[Rows from a pointing dataset]
###

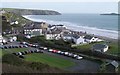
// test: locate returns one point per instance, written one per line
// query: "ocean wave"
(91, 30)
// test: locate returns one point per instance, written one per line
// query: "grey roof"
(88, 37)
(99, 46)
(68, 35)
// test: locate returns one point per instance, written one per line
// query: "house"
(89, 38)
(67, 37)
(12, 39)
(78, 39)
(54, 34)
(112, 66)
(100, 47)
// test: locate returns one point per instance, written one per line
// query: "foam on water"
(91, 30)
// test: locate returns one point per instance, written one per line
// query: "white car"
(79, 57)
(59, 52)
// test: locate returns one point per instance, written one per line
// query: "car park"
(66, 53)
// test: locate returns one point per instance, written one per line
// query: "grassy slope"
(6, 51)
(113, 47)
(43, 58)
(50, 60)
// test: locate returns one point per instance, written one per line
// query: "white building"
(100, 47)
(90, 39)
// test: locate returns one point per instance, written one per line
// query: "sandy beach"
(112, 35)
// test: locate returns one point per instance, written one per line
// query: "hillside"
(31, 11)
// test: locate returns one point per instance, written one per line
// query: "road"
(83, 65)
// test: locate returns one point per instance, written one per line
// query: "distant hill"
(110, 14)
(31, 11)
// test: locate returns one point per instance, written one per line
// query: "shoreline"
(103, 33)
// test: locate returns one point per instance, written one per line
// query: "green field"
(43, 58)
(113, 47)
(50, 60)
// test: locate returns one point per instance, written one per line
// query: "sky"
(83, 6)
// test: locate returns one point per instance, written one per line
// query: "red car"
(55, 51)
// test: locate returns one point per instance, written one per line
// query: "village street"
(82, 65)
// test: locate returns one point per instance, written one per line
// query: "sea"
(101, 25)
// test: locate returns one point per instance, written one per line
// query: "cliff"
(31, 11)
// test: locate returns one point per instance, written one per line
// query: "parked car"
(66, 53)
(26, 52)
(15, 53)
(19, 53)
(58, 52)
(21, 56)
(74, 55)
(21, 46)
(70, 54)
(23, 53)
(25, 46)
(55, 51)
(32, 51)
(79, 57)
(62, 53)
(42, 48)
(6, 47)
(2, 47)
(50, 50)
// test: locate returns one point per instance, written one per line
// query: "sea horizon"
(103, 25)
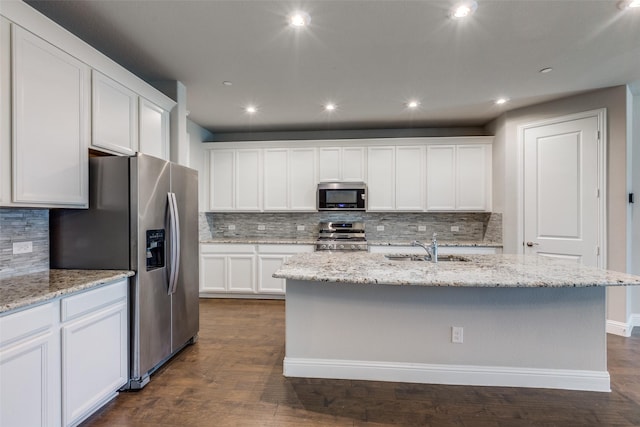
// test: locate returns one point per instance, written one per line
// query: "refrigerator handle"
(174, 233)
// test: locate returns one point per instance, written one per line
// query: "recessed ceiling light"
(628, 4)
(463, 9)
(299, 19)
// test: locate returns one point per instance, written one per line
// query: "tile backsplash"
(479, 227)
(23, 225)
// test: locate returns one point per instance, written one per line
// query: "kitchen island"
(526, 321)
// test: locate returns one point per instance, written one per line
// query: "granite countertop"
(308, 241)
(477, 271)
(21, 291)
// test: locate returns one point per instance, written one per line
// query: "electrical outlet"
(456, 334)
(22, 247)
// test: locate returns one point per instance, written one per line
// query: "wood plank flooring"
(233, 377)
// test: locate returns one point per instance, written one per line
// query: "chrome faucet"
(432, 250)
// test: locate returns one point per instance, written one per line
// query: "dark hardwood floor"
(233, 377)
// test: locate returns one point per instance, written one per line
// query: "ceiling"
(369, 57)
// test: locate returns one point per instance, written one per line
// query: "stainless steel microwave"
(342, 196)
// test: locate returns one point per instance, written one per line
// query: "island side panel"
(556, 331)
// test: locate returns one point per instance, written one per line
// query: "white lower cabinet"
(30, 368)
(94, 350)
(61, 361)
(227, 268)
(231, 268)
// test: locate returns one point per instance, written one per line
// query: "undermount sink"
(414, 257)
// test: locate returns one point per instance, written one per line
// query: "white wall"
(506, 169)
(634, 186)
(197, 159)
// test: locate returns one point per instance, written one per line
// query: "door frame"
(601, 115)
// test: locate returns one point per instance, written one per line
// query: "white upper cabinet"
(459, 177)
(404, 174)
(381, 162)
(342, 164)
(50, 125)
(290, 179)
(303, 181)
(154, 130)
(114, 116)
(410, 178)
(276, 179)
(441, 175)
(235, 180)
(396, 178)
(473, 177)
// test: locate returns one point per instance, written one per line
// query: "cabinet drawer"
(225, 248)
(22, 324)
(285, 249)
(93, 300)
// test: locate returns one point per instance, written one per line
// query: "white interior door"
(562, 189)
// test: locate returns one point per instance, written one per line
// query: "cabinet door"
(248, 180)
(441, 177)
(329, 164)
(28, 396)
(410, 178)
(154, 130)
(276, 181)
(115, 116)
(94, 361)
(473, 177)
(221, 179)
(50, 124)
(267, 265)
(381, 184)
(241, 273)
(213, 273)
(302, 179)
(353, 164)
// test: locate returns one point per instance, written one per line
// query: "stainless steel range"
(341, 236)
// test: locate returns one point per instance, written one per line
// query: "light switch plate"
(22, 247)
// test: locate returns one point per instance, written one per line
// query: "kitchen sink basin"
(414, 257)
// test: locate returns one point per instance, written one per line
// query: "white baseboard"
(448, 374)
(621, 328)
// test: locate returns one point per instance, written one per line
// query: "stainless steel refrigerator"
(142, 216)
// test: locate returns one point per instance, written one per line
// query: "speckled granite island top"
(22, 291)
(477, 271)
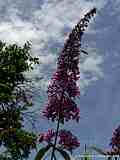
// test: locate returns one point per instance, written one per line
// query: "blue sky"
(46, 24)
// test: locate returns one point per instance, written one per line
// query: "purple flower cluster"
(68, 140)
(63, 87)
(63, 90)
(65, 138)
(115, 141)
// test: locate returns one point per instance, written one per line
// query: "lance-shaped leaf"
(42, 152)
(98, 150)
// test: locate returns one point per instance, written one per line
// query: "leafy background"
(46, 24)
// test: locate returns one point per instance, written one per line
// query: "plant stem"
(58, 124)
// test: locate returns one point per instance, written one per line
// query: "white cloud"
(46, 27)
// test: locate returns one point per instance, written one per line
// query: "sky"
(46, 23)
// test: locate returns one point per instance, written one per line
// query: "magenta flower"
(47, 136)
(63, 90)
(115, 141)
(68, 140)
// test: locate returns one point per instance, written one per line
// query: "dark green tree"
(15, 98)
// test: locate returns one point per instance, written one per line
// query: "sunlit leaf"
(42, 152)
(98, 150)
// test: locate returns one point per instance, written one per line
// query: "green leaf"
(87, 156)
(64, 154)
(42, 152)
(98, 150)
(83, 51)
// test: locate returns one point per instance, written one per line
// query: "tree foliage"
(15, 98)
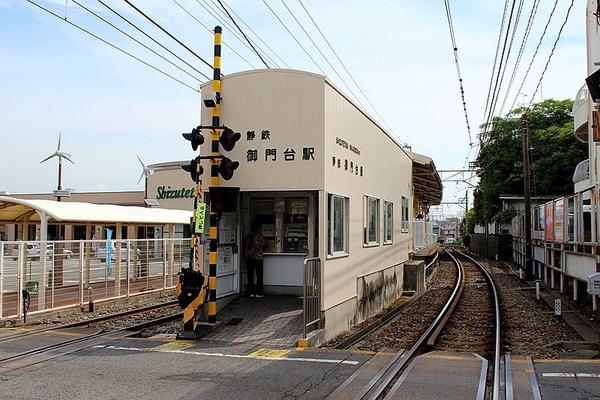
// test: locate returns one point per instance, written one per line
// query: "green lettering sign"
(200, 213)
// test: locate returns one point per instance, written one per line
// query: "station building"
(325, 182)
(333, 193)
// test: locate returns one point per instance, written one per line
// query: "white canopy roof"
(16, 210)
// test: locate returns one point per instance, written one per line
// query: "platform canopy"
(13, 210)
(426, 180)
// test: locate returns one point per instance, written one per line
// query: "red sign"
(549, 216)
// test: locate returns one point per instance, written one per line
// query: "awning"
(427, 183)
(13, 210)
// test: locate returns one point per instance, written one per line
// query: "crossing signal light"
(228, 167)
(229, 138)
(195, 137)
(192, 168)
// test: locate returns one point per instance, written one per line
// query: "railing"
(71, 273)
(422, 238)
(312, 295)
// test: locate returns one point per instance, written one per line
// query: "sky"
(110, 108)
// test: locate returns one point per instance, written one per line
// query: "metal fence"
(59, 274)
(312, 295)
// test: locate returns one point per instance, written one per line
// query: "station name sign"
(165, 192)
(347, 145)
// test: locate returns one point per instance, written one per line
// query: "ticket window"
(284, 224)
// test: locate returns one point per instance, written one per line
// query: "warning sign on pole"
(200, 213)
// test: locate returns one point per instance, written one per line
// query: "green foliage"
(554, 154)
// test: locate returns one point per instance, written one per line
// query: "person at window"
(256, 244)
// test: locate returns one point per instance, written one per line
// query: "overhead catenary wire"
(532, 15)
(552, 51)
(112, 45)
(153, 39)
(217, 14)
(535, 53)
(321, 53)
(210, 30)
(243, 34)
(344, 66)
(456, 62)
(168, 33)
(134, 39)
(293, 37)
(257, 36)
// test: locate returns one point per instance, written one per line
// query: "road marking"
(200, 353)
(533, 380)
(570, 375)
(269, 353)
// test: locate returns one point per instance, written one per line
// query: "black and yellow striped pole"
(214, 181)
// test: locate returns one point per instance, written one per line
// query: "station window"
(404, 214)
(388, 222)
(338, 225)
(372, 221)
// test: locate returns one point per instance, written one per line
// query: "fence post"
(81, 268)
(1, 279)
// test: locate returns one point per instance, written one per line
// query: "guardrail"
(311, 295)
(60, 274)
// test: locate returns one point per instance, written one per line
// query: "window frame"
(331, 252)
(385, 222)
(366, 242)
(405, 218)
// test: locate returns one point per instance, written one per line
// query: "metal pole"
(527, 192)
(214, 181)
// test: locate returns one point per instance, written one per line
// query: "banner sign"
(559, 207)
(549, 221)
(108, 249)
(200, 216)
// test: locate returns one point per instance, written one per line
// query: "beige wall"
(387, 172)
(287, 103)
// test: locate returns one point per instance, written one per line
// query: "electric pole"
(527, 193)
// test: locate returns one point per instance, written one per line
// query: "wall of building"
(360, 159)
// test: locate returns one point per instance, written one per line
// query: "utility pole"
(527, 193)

###

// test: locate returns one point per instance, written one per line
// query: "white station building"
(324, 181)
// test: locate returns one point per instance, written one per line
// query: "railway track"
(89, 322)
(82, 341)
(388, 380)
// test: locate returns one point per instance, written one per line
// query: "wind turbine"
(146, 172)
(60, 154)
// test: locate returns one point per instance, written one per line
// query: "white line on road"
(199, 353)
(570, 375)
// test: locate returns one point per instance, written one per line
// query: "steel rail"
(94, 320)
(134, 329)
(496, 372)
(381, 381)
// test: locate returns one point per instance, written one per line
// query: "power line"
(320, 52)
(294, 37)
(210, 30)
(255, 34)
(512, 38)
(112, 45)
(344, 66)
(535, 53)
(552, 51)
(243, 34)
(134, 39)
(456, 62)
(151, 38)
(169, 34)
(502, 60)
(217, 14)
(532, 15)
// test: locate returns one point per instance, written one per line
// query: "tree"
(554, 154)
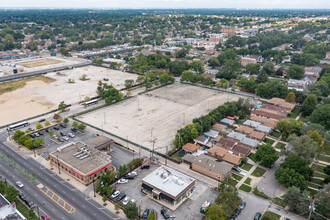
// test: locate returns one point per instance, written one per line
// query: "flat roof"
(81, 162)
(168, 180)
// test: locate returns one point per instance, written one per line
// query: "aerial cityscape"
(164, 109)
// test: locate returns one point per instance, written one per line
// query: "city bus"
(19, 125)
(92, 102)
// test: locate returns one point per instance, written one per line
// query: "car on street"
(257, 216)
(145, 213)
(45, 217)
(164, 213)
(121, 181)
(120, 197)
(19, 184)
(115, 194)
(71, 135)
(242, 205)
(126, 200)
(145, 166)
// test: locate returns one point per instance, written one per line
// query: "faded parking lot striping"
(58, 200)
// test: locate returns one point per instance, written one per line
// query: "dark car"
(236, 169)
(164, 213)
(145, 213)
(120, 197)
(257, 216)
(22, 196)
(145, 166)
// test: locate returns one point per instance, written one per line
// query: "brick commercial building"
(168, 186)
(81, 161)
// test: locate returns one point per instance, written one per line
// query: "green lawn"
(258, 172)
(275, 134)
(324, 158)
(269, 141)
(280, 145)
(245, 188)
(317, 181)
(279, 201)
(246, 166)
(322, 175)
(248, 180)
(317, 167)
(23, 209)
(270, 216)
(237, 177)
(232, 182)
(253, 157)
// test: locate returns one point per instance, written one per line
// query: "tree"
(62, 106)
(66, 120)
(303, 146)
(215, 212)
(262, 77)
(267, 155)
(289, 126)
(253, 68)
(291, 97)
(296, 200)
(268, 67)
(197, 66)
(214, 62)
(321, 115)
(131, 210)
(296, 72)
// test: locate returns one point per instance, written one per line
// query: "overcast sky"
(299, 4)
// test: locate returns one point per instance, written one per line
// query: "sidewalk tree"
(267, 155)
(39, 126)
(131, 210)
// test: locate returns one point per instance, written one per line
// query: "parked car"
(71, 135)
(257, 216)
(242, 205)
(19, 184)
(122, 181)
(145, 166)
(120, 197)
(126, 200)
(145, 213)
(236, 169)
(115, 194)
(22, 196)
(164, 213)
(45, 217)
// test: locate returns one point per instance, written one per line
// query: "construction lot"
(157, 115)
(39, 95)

###

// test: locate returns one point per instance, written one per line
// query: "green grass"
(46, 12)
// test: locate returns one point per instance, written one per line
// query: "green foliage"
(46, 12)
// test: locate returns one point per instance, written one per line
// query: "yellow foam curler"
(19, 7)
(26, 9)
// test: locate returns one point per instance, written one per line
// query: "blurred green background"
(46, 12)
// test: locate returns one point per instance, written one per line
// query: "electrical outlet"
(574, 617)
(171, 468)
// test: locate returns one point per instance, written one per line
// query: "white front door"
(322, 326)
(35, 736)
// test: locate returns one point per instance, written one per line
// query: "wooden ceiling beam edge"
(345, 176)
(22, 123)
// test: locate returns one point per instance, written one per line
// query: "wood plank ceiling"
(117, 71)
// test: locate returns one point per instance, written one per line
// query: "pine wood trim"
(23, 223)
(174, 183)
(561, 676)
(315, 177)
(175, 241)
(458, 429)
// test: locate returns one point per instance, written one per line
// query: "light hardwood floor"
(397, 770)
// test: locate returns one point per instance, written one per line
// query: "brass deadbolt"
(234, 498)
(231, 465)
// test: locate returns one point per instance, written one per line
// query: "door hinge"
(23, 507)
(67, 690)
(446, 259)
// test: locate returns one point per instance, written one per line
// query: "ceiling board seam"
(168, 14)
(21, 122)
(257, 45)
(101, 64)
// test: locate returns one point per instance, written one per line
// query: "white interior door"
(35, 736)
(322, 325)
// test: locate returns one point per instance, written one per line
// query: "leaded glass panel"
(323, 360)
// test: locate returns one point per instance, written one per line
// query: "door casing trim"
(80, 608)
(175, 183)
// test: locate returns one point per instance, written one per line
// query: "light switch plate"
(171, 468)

###

GIVEN PROBLEM: Identify every line in the rows that contains the word "steel", and copy each of those lines.

RESULT OF THE TASK:
// query: "stainless steel microwave"
// query: "stainless steel range"
// query: "stainless steel refrigerator"
// query: "steel rail"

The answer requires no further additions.